**GIVEN INSTRUCTION**
Render the part that opens with the line containing "Tag any visible stubble" and closes with the line containing "329 123 422 183", both ends included, as a JSON list of strings, one string per line, leaving out any blank lines.

**DATASET EXTRACT**
================

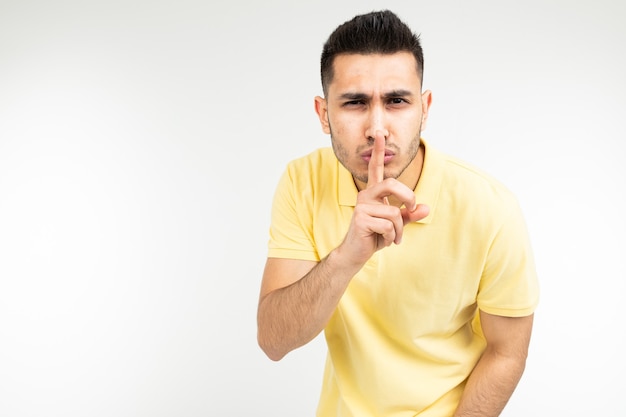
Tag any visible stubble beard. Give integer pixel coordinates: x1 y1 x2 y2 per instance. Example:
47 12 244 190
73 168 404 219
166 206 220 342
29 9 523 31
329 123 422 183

================

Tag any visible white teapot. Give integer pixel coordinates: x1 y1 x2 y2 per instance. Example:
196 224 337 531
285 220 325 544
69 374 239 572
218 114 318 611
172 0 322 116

================

**WRITTEN ANSWER**
[
  "Tag any visible stubble beard. Give integer pixel coordinates: x1 y1 x2 y2 per instance. Example:",
  "47 12 244 190",
  "73 168 404 219",
  "166 206 220 342",
  "29 9 523 31",
  "329 123 422 183"
]